Copy every one of the entries below verbatim, keeping each line unchanged and in its original order.

* Start *

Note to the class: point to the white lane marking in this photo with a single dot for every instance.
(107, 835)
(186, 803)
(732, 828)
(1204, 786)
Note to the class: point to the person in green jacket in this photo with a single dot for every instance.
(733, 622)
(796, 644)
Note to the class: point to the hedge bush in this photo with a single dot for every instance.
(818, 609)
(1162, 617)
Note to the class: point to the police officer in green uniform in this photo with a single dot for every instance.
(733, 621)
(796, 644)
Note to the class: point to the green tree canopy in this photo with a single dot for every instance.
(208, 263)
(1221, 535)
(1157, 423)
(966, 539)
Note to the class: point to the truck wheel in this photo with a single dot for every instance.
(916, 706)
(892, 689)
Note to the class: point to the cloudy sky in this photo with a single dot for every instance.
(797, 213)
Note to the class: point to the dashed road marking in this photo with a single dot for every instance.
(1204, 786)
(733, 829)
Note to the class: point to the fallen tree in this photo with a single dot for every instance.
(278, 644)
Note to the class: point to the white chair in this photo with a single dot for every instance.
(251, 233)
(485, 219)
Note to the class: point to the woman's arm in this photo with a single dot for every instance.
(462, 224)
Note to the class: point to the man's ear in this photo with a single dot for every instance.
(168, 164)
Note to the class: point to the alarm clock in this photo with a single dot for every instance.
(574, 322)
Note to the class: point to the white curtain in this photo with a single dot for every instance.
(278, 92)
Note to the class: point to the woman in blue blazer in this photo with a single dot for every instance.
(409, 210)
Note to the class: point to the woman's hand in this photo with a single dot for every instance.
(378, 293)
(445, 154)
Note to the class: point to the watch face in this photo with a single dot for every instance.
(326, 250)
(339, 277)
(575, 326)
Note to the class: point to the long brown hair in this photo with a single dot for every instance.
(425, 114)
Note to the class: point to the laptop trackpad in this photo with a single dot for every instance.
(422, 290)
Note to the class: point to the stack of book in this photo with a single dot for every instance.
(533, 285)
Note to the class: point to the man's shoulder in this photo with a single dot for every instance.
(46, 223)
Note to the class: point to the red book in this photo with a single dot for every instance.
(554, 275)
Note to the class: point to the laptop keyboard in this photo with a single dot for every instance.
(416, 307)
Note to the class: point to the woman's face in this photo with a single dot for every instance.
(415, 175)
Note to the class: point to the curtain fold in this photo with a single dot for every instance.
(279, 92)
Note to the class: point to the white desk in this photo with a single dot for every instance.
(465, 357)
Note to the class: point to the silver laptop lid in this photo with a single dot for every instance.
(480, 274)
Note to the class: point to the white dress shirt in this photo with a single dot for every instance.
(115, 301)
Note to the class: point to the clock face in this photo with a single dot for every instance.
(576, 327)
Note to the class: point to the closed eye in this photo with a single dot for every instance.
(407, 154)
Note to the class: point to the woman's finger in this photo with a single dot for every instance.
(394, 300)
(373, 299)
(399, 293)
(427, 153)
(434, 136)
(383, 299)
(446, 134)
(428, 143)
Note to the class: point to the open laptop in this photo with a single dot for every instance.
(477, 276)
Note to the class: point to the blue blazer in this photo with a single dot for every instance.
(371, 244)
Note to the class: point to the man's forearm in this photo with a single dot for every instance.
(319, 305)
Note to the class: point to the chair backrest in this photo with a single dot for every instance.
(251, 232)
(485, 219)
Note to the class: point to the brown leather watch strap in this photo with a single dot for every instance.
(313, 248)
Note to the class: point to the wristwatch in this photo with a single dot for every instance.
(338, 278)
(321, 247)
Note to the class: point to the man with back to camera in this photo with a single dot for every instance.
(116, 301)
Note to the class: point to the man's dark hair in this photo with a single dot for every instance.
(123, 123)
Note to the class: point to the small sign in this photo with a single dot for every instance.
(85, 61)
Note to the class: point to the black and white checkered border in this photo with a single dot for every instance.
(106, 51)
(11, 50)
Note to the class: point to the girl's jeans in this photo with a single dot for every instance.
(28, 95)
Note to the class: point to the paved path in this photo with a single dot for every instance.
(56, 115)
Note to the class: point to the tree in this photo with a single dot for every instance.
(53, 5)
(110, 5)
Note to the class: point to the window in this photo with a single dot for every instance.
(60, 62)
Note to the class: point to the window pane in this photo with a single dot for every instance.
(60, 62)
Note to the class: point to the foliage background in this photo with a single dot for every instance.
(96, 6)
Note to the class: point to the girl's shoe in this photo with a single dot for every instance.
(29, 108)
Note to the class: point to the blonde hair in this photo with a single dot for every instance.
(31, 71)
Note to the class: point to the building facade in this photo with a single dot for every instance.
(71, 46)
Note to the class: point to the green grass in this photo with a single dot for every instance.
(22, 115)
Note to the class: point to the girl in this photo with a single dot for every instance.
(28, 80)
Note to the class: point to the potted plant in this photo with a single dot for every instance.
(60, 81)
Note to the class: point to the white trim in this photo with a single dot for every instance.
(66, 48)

* End *

● Result
Note to the class: point to the white lane marking in this photo with a single dot for every instance.
(107, 835)
(186, 803)
(732, 828)
(1204, 786)
Note to the class: point to the person in green jacket in this photo with a single dot for every instance.
(733, 622)
(796, 644)
Note to the class: point to the hedge bush in this photo with a single dot for every instance.
(818, 609)
(1162, 617)
Note to the class: point to the police officer in green uniform in this photo with a single dot for every instance.
(733, 621)
(796, 644)
Note to the class: point to the green tree canopy in this photo with a single dot for every instance.
(208, 263)
(1221, 535)
(1157, 423)
(966, 539)
Note to the class: point to the truck wheel in this photo with a single dot for every instance.
(916, 706)
(892, 689)
Note to the class: point to the cloudy sky in this photo with a single dot for every instance.
(797, 213)
Note to the class: point to the dashed road marking in this photo with a single dot for every instance.
(1204, 786)
(733, 829)
Note to the class: point to the fallen tree in this photo with a single dot for every instance.
(278, 644)
Note to the class: point to the white chair in this photo with a single dot for every instance.
(251, 233)
(485, 219)
Note to the class: point to the woman's arm in this photo with a single dot for every instance.
(462, 224)
Note to the class: point to the man's ear in this photo with a single dot for every instance.
(168, 164)
Note to the class: point to the alarm clock in this photo with a single dot for every instance.
(574, 322)
Note to the class: point to the white curtain in this photo with a single dot for every instance.
(278, 92)
Note to the class: point to the woman in blue blazer in this photo with a single dot for every instance.
(409, 210)
Note to the class: point to the woman's hand in this photo with a single dot for every instance.
(378, 293)
(445, 154)
Note to the class: point to the watch face in this photo with a single dot for every instance.
(326, 250)
(339, 277)
(575, 326)
Note to the class: point to the long brown hair in this photo with a single dot for every instance.
(425, 114)
Note to the class: point to the laptop trackpad in this photo with a single dot for every instance.
(422, 290)
Note to the class: point to the stack of book in this photo with a single dot for every instance.
(533, 285)
Note to the class: point to the man's shoulder in this photo with a single dot for every instance.
(46, 223)
Note to the class: point to the red book in this photo with a single dot for every instance.
(554, 275)
Note to the class: point to the laptop keyboard in this photo with a single dot for every instance.
(416, 307)
Note to the class: point to the woman's face in this photo with a single dot for every instance.
(415, 175)
Note to the class: point to the curtain fold in this photo with a single dot for every instance.
(279, 92)
Note to the class: point to the white desk in this photo with a single dot for every instance.
(465, 357)
Note to the class: point to the silver laptop lid in this photo with a single dot for every instance.
(480, 274)
Note to the class: point to the white dress shirt in this photo with a single dot for every instance.
(115, 301)
Note to the class: point to the clock face in this photo with a single dot for every instance.
(576, 327)
Note to the class: point to the closed eye in this photo with a single dot for every instance.
(407, 154)
Note to the class: point to the woman's finger in this photo with a single dot for every instance.
(394, 300)
(373, 299)
(399, 293)
(427, 153)
(434, 136)
(383, 299)
(446, 134)
(428, 143)
Note to the class: point to the open laptop in this photo with a single dot for every instance.
(477, 276)
Note to the class: point to the blue blazer in this photo with a single dot for every instance.
(371, 244)
Note to the class: point to the man's forearm in this photo with a single dot for every instance.
(319, 305)
Note to the class: point to the chair backrest in this photo with a single dot for every instance.
(251, 232)
(485, 219)
Note to the class: point to the brown leather watch strap in this photo with a single dot for every instance.
(313, 248)
Note to the class: point to the wristwatch in this photo with a single dot for every instance.
(338, 278)
(321, 247)
Note to the class: point to the man with back to camera in this photo with a single dot for every instance.
(116, 301)
Note to the class: point to the man's dark hair in this photo with a single dot for every instance.
(123, 123)
Note to the class: point to the small sign in this photo with a single dot for every instance.
(85, 61)
Note to the class: point to the black and white checkered border in this photo with a single dot for every instance.
(106, 51)
(11, 50)
Note to the class: point to the girl's jeans in this photo with a single dot for every instance.
(28, 95)
Note to the class: point to the paved path in this photo with a single dot for every instance.
(56, 115)
Note to the class: point to the tree in this photo with a single dot for every instance.
(53, 5)
(110, 5)
Note to the class: point to the window in this photo with a single dot for every instance.
(60, 62)
Note to the class: point to the window pane in this photo with a single dot for every instance.
(60, 62)
Note to the class: point to the foliage background in this photo with a single dot for every instance.
(96, 6)
Note to the class: point to the girl's shoe in this photo with a single dot for every instance.
(29, 108)
Note to the class: point to the blonde hair in this photo with a single dot for every instance.
(31, 71)
Note to the class: point to the building facade in this photo with a single dot for every instance.
(71, 46)
Note to the class: point to the green grass in this photo with a single dot for every instance.
(22, 115)
Note to the class: point to the girl in this photo with a single dot for every instance.
(28, 80)
Note to the class: point to the potted plant in this photo with a single dot for every instance.
(60, 81)
Note to the class: point to the white trim in this photo with a single dot for every instance.
(66, 48)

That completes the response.